PASSAGE TO READ:
CORPUS CHRISTI, Texas — A viral video of a woman visibly upset and yelling profanities at what appears to be an elderly restaurant cashier is generating lots of attention online. It reportedly happened at a fast food restaurant in Corpus Christi's southside.
One professional counselor said videos like this are a reminder not to let your frustrations build up throughout the day. She joined 3News with some tips to help people keep from reaching their boiling point.
The video in question was shared almost 3,000 times on social media. The person who posted it told 3News he hopes it will make others think about their actions before they lash out.
"She got up and started yelling at the older gentleman, at the cashier," he said. "It turns out it was just because they didn't put mustard in it. She threw the food over the counter."
3News blurred the faces of those involved to protect their identities, but it's not the first time we have seen videos like this one shared on social media -- situations where people who appear, for whatever reason, to become triggered and lash out, creating a public display of rage.

(Stored items)
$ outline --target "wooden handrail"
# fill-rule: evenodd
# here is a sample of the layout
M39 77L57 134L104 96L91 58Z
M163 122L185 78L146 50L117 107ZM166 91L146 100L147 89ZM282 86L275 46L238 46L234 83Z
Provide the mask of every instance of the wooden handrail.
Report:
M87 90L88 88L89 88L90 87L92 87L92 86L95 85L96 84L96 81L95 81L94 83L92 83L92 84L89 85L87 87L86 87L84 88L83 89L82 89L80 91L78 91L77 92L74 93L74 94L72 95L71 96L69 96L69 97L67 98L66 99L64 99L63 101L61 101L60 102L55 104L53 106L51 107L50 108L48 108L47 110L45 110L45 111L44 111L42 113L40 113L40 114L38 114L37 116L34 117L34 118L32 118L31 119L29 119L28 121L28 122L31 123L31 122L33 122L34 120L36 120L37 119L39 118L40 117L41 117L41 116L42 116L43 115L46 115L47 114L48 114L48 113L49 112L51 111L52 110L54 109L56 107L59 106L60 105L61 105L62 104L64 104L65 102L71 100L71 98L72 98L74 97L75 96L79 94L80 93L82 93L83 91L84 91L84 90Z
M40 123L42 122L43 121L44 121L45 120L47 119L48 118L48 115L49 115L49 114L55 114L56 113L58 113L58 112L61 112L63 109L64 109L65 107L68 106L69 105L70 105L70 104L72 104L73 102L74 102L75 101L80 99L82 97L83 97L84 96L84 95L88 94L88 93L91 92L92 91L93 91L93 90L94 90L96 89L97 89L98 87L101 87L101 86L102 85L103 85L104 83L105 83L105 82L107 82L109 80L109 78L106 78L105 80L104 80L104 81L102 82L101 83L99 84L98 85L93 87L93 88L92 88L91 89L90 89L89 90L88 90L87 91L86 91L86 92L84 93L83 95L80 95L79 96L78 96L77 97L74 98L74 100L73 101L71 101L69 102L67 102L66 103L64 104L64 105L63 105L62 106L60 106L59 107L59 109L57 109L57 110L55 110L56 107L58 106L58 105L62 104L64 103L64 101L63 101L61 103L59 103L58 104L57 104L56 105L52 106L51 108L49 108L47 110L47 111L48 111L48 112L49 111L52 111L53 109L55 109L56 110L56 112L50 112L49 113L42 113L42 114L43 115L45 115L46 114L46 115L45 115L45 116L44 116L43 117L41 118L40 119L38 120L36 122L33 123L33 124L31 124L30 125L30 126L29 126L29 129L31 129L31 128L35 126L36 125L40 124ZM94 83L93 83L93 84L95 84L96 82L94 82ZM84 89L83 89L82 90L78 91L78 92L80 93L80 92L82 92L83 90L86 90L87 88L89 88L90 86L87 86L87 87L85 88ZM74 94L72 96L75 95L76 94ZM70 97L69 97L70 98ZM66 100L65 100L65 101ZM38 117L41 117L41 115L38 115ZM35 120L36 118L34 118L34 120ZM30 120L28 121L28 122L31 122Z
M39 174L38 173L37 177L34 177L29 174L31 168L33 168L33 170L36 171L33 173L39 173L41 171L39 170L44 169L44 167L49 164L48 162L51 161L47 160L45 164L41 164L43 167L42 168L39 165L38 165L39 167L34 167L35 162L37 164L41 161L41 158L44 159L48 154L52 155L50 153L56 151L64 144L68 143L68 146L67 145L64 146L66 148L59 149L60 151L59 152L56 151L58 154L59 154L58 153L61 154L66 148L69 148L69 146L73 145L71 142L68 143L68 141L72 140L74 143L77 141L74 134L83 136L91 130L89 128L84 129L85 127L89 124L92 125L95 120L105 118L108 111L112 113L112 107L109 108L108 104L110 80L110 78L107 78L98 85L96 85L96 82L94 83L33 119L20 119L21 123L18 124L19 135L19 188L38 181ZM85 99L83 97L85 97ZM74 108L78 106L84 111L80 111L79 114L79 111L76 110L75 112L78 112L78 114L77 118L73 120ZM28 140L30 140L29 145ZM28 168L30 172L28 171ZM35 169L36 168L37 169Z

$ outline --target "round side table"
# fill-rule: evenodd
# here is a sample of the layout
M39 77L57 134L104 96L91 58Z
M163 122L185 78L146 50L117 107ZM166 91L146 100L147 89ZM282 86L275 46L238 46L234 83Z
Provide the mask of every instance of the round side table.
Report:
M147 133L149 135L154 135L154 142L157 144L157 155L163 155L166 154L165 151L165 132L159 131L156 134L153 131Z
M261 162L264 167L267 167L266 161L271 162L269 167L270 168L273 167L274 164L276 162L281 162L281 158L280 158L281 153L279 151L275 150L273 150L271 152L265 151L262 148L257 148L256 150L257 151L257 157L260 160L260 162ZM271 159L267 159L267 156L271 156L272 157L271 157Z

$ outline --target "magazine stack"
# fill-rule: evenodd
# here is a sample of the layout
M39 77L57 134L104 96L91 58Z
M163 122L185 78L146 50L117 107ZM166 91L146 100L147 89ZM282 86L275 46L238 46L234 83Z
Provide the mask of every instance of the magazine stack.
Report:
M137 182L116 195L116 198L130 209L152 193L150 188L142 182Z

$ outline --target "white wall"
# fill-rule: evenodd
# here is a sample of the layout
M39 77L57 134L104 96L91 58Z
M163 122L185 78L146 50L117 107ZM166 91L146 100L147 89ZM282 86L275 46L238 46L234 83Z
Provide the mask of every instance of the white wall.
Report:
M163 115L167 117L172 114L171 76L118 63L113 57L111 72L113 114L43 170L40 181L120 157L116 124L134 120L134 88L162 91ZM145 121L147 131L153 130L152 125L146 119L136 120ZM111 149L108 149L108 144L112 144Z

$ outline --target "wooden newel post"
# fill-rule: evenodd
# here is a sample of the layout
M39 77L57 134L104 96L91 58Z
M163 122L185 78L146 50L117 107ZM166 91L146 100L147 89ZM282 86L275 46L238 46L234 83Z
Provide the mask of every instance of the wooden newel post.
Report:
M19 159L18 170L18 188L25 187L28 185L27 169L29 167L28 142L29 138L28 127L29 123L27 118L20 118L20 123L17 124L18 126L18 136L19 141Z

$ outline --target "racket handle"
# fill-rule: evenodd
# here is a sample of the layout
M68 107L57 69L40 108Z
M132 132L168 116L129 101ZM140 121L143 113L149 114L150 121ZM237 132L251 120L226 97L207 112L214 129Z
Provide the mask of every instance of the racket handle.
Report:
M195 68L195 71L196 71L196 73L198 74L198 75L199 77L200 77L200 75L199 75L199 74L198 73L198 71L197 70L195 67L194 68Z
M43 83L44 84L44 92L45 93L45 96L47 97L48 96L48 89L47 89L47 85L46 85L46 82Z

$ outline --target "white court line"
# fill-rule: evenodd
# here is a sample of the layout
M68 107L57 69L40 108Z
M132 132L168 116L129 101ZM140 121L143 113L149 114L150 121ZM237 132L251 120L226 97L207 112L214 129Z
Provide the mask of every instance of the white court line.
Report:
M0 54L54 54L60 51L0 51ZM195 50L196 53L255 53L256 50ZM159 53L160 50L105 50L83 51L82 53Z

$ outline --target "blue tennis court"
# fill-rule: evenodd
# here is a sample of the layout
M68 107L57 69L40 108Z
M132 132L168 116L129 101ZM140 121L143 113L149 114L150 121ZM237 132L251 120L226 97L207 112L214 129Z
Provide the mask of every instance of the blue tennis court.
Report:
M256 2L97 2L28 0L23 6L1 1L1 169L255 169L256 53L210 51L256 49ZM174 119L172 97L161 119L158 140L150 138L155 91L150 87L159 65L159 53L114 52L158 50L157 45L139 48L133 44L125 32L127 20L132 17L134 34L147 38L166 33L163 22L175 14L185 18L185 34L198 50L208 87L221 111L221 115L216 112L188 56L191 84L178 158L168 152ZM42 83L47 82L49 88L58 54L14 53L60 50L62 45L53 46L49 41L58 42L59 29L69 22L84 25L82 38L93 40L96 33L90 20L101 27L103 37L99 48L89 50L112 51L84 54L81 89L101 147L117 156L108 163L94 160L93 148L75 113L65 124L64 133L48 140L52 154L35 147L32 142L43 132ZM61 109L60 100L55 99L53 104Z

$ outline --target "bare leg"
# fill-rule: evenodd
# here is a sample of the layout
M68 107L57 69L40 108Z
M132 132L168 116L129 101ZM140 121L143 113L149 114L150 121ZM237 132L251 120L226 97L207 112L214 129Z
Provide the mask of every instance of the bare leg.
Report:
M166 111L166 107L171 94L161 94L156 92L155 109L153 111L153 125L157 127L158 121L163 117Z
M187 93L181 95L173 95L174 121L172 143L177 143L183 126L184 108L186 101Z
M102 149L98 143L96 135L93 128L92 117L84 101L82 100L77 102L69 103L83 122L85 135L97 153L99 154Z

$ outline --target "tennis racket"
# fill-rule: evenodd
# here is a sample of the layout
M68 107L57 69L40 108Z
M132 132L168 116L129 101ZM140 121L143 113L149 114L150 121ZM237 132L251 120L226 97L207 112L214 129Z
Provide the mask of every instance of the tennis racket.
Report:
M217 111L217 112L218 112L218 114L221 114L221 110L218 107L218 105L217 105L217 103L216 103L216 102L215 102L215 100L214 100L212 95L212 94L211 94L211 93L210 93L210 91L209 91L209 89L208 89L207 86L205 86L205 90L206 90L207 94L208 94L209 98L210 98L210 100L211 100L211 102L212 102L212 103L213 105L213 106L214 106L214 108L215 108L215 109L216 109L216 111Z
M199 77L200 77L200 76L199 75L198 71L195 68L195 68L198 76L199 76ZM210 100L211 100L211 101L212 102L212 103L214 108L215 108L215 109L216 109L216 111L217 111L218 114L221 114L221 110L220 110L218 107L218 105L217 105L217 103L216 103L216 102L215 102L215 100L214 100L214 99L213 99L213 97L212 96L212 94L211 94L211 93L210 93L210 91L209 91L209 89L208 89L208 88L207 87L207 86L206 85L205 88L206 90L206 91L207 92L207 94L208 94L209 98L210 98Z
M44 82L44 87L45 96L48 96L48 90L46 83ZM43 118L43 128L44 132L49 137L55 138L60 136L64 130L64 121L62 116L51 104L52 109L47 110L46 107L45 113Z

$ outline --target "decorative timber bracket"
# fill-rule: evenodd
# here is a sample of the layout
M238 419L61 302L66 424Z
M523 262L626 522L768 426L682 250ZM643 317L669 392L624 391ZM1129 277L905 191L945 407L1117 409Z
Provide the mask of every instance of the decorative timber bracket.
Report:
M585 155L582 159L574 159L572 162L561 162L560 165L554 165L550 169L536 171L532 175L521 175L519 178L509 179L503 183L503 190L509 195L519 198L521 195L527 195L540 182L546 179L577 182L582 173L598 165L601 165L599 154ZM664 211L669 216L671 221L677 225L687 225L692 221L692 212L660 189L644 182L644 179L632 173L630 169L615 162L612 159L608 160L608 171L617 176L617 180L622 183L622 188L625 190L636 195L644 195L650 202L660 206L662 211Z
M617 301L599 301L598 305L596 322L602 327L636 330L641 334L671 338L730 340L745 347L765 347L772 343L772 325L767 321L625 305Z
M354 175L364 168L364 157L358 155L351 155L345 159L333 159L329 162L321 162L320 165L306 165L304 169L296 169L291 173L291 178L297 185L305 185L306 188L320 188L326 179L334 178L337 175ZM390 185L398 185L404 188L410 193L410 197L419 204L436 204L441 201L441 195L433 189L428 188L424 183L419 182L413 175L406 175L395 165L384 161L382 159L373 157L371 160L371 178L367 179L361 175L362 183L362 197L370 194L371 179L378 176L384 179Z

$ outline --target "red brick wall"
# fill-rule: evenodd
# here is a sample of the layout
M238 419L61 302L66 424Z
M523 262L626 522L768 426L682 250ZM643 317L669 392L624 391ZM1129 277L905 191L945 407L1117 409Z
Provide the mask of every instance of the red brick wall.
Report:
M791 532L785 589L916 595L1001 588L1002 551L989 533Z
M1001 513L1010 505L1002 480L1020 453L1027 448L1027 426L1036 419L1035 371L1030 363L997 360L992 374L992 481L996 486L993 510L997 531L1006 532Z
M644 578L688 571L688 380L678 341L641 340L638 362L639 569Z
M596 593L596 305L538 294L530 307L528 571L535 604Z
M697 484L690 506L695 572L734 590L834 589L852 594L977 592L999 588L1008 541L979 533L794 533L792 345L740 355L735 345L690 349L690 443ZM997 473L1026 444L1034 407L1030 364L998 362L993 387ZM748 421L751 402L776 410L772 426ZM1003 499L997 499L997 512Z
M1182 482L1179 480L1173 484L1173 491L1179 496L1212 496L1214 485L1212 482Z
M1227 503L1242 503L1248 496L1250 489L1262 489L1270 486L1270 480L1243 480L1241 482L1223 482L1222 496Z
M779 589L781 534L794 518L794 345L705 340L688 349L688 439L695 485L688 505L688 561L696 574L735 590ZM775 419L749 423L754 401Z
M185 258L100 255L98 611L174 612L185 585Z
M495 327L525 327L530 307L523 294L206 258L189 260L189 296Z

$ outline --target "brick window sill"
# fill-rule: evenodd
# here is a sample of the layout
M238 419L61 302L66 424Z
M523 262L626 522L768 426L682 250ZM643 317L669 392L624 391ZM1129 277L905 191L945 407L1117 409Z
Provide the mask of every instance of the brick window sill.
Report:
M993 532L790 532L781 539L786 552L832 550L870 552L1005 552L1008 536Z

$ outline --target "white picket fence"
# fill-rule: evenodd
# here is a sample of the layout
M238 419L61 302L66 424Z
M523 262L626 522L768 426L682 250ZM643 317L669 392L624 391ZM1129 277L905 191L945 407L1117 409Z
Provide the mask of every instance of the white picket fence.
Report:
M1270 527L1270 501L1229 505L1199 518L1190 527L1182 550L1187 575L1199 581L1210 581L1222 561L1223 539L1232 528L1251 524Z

PROBLEMS TO WORK ON:
[A] In the article about the restaurant video, list each phrase used to refer to the cashier.
[B] Update the article about the restaurant video, starting with "One professional counselor" and going on through "they lash out.", and put "therapist" in place of "counselor".

ANSWERS BY TASK:
[A]
- "what appears to be an elderly restaurant cashier"
- "the older gentleman"
- "the cashier"

[B]
One professional therapist said videos like this are a reminder not to let your frustrations build up throughout the day. She joined 3News with some tips to help people keep from reaching their boiling point.
The video in question was shared almost 3,000 times on social media. The person who posted it told 3News he hopes it will make others think about their actions before they lash out.